* [Requirements]:
Reproduce the material word for word; the images stay out.
* start Available records *
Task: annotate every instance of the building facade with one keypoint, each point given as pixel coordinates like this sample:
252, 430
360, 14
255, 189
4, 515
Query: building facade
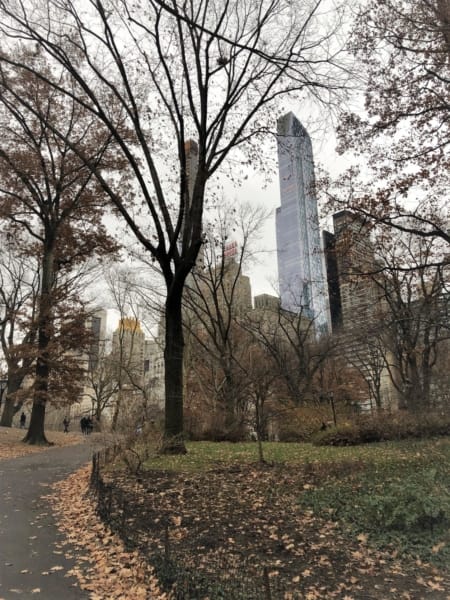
301, 271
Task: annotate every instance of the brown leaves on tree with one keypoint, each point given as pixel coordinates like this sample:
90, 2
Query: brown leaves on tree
243, 512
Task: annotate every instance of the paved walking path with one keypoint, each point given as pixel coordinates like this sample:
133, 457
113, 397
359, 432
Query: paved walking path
30, 556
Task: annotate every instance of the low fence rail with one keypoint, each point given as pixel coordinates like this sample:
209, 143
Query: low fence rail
214, 573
* end Available records *
* [Expected output]:
Task: annotate every instance of the building facade with one keypoint, each point given as pixel coordinates like this sample:
252, 430
360, 14
255, 189
4, 515
Query: building facade
301, 271
Task: annotate every instance of the brown leaves on tree with one keypoint, each point given as pixel coordinates like this sample:
90, 2
Query: brown leaves on tree
243, 512
Task: annotate every instance of the paved walking path with one keypoint, each point given as pixel coordinates like this sample:
133, 457
113, 397
359, 432
Query: paved walking path
30, 556
Task: annotate every instance of the low fence rail with one keypoint, each point given as pixel coordinates like this sample:
209, 143
Query: low fence rail
214, 573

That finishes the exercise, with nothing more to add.